REQUIREMENTS: Reproduce the material below line for line, starting at its first line and stopping after the line containing "column 252, row 47". Leave the pictures out of your copy.

DATASET ROWS:
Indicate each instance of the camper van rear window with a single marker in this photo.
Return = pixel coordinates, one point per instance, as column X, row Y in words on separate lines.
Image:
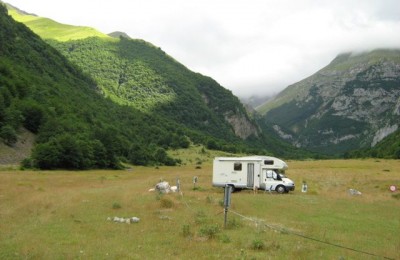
column 269, row 162
column 237, row 166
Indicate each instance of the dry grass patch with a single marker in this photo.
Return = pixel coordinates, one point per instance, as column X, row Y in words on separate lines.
column 67, row 211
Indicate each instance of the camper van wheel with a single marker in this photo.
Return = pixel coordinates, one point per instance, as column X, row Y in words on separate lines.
column 280, row 189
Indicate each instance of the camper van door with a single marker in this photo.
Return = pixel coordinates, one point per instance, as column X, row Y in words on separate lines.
column 272, row 179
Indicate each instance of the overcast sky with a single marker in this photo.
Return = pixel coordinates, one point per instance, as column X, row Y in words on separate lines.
column 252, row 47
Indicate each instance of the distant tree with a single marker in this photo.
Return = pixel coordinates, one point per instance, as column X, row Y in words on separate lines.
column 9, row 135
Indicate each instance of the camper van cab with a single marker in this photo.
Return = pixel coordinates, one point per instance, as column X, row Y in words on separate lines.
column 252, row 172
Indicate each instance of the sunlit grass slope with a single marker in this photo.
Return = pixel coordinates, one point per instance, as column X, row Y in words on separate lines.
column 49, row 29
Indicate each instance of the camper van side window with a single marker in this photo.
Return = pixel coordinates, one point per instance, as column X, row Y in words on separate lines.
column 237, row 166
column 269, row 162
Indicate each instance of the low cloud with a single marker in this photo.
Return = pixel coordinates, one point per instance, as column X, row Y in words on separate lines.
column 256, row 47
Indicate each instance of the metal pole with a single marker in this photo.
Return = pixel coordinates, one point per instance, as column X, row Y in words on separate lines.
column 227, row 203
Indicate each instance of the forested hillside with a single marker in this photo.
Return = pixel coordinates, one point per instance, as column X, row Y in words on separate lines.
column 75, row 126
column 138, row 74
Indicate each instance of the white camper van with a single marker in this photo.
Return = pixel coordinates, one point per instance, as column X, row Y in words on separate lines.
column 252, row 172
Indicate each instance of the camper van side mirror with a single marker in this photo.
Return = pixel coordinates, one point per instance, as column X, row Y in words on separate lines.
column 269, row 162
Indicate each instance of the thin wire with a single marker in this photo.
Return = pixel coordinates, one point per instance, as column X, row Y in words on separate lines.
column 311, row 238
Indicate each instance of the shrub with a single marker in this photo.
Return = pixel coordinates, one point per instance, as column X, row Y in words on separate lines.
column 166, row 203
column 209, row 231
column 186, row 230
column 116, row 205
column 257, row 244
column 9, row 135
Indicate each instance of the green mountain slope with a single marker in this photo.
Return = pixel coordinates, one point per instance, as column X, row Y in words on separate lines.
column 350, row 104
column 388, row 148
column 138, row 74
column 48, row 28
column 75, row 126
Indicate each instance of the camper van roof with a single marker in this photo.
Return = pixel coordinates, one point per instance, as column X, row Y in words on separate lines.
column 272, row 162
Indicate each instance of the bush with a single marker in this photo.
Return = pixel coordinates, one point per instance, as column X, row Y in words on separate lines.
column 9, row 135
column 209, row 231
column 116, row 205
column 257, row 244
column 186, row 230
column 166, row 203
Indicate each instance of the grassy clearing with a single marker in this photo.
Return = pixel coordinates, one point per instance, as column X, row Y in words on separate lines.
column 61, row 214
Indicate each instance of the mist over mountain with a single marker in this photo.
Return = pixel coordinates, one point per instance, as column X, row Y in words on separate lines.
column 352, row 103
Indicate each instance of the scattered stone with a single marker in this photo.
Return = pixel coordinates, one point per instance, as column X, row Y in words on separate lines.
column 124, row 220
column 354, row 192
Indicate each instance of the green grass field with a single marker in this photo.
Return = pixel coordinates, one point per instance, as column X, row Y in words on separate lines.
column 63, row 214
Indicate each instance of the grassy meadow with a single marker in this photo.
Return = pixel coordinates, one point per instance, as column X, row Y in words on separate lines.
column 63, row 214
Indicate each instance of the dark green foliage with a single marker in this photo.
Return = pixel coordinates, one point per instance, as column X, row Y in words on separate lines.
column 76, row 127
column 8, row 134
column 135, row 73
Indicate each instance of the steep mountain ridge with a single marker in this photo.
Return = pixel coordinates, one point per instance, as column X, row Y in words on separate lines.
column 351, row 103
column 136, row 73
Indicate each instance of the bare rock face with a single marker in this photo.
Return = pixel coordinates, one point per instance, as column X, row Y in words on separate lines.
column 352, row 103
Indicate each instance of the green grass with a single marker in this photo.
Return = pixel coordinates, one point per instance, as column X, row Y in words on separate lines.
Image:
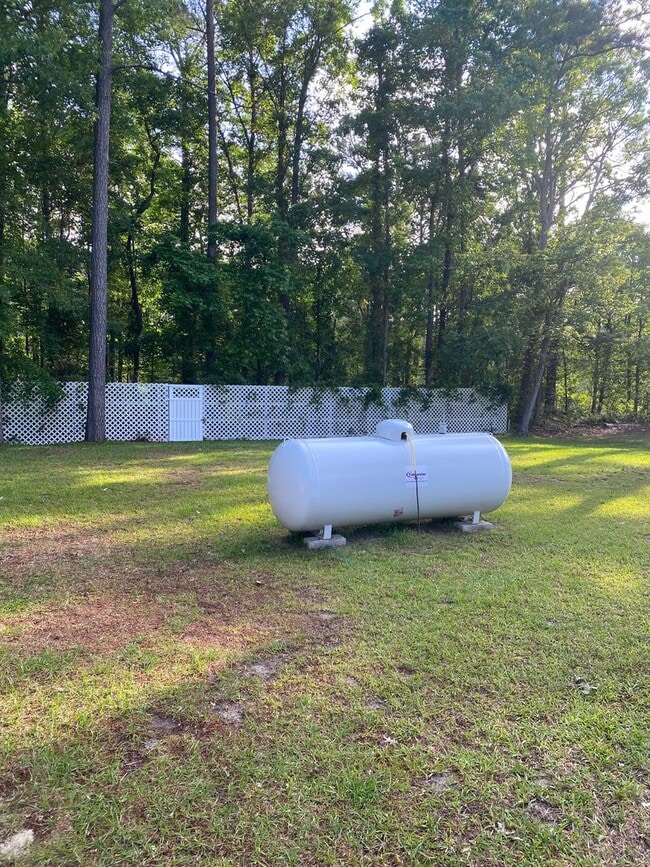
column 428, row 698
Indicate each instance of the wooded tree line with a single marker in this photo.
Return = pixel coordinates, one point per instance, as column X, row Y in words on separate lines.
column 436, row 198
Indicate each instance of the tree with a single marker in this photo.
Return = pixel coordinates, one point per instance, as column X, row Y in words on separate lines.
column 96, row 410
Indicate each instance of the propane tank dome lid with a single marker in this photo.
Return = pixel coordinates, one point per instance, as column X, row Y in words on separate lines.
column 394, row 429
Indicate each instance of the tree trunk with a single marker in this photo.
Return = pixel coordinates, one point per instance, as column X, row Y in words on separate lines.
column 96, row 413
column 212, row 132
column 527, row 416
column 136, row 307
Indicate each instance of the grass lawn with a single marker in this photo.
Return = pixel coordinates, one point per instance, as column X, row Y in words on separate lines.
column 183, row 683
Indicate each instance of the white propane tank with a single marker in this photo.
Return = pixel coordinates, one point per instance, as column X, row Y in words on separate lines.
column 346, row 481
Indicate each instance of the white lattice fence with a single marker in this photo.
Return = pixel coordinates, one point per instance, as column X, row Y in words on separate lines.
column 141, row 411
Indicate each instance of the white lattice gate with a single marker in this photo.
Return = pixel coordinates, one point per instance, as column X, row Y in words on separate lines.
column 186, row 413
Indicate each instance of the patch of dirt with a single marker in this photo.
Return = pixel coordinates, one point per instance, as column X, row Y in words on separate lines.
column 436, row 782
column 266, row 669
column 100, row 625
column 374, row 702
column 544, row 811
column 606, row 429
column 183, row 478
column 231, row 712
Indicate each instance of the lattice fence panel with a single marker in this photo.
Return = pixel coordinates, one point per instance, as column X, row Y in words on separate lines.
column 137, row 411
column 36, row 424
column 141, row 411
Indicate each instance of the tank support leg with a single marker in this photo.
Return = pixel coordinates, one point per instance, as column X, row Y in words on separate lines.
column 324, row 539
column 473, row 526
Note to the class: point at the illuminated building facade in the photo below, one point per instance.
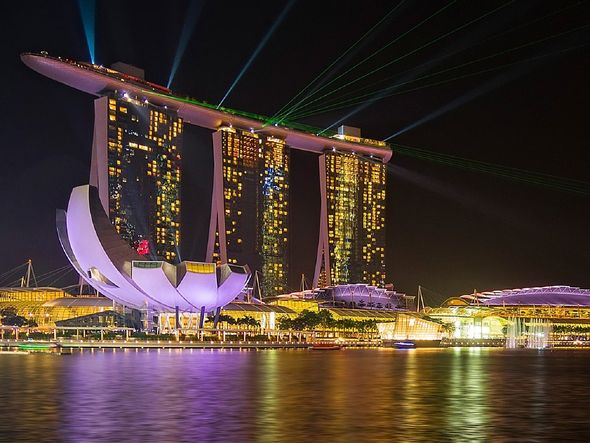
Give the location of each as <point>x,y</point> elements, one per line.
<point>250,205</point>
<point>352,220</point>
<point>136,167</point>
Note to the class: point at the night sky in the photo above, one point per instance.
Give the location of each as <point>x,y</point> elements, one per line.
<point>448,229</point>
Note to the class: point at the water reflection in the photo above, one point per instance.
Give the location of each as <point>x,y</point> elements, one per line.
<point>269,396</point>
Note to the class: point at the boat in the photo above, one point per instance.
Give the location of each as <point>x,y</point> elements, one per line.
<point>39,346</point>
<point>406,344</point>
<point>325,347</point>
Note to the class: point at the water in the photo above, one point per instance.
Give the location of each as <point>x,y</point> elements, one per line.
<point>299,395</point>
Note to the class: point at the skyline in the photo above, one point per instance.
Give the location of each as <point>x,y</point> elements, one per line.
<point>478,214</point>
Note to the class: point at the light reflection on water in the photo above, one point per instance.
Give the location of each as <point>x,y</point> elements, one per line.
<point>268,396</point>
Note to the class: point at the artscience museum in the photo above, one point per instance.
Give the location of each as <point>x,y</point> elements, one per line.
<point>108,264</point>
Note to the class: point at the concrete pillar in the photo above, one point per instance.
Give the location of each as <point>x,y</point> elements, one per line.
<point>217,312</point>
<point>202,318</point>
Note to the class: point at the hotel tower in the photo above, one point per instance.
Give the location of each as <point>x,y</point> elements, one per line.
<point>136,158</point>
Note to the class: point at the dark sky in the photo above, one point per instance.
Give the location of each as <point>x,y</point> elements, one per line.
<point>447,229</point>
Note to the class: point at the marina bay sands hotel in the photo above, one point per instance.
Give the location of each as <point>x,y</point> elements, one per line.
<point>137,168</point>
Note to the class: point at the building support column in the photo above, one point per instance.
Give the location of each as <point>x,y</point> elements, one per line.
<point>202,318</point>
<point>217,219</point>
<point>216,321</point>
<point>323,253</point>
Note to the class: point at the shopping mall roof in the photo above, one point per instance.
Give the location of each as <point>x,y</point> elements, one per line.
<point>257,307</point>
<point>538,296</point>
<point>75,302</point>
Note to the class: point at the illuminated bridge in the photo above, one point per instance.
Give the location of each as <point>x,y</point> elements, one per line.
<point>137,168</point>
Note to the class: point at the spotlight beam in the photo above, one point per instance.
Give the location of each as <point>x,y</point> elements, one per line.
<point>190,20</point>
<point>259,48</point>
<point>88,15</point>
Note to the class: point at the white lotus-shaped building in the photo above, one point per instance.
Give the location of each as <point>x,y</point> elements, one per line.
<point>108,264</point>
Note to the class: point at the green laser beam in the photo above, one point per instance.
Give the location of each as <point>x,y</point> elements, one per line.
<point>284,116</point>
<point>355,44</point>
<point>384,93</point>
<point>338,99</point>
<point>402,57</point>
<point>506,172</point>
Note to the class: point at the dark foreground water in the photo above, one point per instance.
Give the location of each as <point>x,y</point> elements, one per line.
<point>311,396</point>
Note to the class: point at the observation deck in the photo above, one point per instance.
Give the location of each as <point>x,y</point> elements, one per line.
<point>98,80</point>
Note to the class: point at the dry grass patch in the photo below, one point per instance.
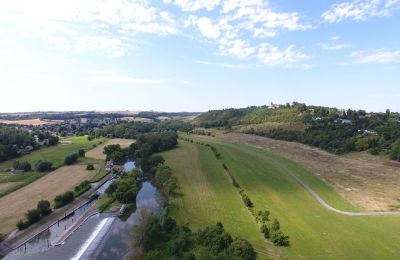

EXPECTED ANSWER:
Indicate each instance of the camper van rear window with a single marker in this photo.
Return = pixel coordinates, one point per instance, as column X, row Y in words on separate lines.
Image:
column 269, row 162
column 237, row 166
Indicate each instance of the dry grass patch with a single marker in this photo.
Return = pixel coordinates, one point per instance, as column X, row Y in words on separate lines.
column 67, row 211
Indicate each instance of the camper van wheel with a single marker in this photo.
Return = pixel coordinates, one point per instance, as column X, row Y in words on separate lines.
column 280, row 189
Indicate each instance of the camper van door with a single marker in this photo.
Return = pixel coordinates, one point per instance, as column X, row Y in words on separate lines.
column 272, row 179
Indicate each instance of the overcast sky with a single marker in this photo.
Return = pixel coordinates, one point per instance, as column X, row Y in words on separate lines.
column 252, row 47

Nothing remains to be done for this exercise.